Exercise prompt: Repeat the data exactly, please.

[Data items]
——————————

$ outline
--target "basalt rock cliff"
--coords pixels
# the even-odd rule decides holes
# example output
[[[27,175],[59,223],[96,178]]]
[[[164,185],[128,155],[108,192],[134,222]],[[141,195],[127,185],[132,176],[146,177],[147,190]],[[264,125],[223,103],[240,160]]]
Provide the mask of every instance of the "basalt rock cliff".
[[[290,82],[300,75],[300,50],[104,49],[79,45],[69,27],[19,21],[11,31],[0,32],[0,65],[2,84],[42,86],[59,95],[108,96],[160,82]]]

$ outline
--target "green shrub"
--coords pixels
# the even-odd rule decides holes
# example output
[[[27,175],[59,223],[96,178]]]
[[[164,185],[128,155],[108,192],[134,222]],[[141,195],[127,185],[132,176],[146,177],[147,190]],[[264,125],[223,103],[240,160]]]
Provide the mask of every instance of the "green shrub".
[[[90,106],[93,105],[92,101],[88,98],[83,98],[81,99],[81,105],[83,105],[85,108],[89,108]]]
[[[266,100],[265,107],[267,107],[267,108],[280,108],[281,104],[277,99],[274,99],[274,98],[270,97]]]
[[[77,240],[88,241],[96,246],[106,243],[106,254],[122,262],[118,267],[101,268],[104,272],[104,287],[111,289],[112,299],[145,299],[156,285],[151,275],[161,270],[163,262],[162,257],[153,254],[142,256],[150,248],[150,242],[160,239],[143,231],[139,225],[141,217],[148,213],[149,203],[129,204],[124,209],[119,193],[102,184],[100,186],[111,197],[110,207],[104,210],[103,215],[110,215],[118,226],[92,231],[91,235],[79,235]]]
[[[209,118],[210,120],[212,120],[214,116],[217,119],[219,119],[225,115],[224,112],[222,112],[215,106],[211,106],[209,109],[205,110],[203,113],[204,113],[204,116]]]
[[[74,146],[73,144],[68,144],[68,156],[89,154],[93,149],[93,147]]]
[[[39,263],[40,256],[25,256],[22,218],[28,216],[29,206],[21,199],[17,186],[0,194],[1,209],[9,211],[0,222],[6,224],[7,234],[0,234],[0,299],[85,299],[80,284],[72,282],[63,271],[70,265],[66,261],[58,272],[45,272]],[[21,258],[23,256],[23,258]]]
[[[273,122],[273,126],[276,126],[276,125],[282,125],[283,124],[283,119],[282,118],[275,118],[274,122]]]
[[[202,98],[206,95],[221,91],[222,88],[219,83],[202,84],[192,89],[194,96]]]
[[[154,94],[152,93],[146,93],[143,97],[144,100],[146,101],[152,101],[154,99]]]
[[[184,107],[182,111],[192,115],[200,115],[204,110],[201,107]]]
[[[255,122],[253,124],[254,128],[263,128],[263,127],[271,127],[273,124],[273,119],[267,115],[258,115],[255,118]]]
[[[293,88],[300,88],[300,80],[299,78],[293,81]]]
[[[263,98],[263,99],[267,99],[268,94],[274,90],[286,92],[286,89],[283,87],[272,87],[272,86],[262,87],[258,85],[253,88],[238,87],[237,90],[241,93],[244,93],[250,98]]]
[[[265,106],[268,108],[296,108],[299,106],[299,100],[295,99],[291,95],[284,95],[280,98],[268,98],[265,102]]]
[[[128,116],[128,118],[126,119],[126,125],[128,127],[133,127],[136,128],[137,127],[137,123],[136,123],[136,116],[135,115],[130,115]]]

——————————

Result of this task:
$ outline
--target "basalt rock cliff"
--coords pixels
# the even-odd rule decides holes
# example output
[[[27,175],[59,223],[96,178]]]
[[[164,185],[128,155],[108,192],[134,222]],[[141,195],[127,185],[132,176],[146,177],[147,190]],[[264,125],[223,103],[240,160]]]
Provide the mask of every instance of the "basalt rock cliff".
[[[290,82],[300,75],[300,50],[104,49],[79,45],[69,27],[19,21],[11,31],[0,32],[0,65],[2,84],[42,86],[59,95],[108,96],[160,82]]]

$ outline
--target "green shrub"
--coords pixels
# the even-odd rule decides holes
# example output
[[[27,175],[59,223],[96,178]]]
[[[164,185],[128,155],[108,192],[134,222]],[[141,195],[127,185],[132,176],[146,177],[147,190]],[[264,125],[223,103],[240,160]]]
Provide the mask of every instance of the "green shrub".
[[[90,106],[93,105],[92,101],[88,98],[83,98],[81,99],[81,105],[83,105],[85,108],[89,108]]]
[[[266,100],[265,107],[267,107],[267,108],[280,108],[281,104],[277,99],[274,99],[274,98],[270,97]]]
[[[77,240],[88,241],[96,246],[106,243],[106,254],[122,262],[118,267],[101,268],[104,272],[104,287],[111,289],[112,299],[145,299],[156,285],[151,275],[161,270],[163,262],[162,257],[153,254],[142,256],[150,248],[150,242],[160,239],[143,231],[139,225],[141,217],[148,213],[149,203],[129,204],[124,209],[119,193],[102,184],[100,186],[111,197],[110,207],[104,210],[103,215],[110,215],[118,226],[92,231],[91,235],[79,235]]]
[[[209,118],[210,120],[212,120],[214,116],[217,119],[219,119],[225,115],[224,112],[222,112],[215,106],[211,106],[209,109],[205,110],[203,113],[204,113],[204,116]]]
[[[74,146],[73,144],[68,144],[68,156],[89,154],[93,149],[93,147]]]
[[[39,263],[40,256],[25,256],[22,218],[28,216],[29,206],[21,199],[17,186],[0,194],[1,209],[9,211],[0,222],[6,224],[7,234],[0,234],[0,299],[85,299],[80,284],[72,282],[63,271],[70,265],[66,261],[58,272],[45,272]],[[21,258],[23,256],[23,258]]]
[[[273,122],[273,126],[276,126],[276,125],[282,125],[283,124],[283,119],[282,118],[275,118],[274,122]]]
[[[202,98],[206,95],[221,91],[222,88],[219,83],[202,84],[192,89],[194,96]]]
[[[154,94],[152,93],[146,93],[143,97],[144,100],[146,101],[152,101],[154,99]]]
[[[184,107],[182,111],[192,115],[200,115],[204,110],[201,107]]]
[[[255,122],[253,124],[254,128],[263,128],[263,127],[271,127],[273,124],[273,119],[267,115],[258,115],[255,118]]]
[[[293,88],[300,88],[300,80],[299,78],[293,81]]]
[[[263,98],[263,99],[267,99],[268,94],[274,90],[286,92],[286,89],[283,87],[272,87],[272,86],[262,87],[258,85],[253,88],[238,87],[237,90],[241,93],[244,93],[250,98]]]
[[[265,106],[268,108],[296,108],[299,106],[299,100],[295,99],[291,95],[284,95],[280,98],[268,98],[265,102]]]
[[[128,116],[128,118],[126,119],[126,125],[128,127],[133,127],[136,128],[137,127],[137,123],[136,123],[136,116],[135,115],[130,115]]]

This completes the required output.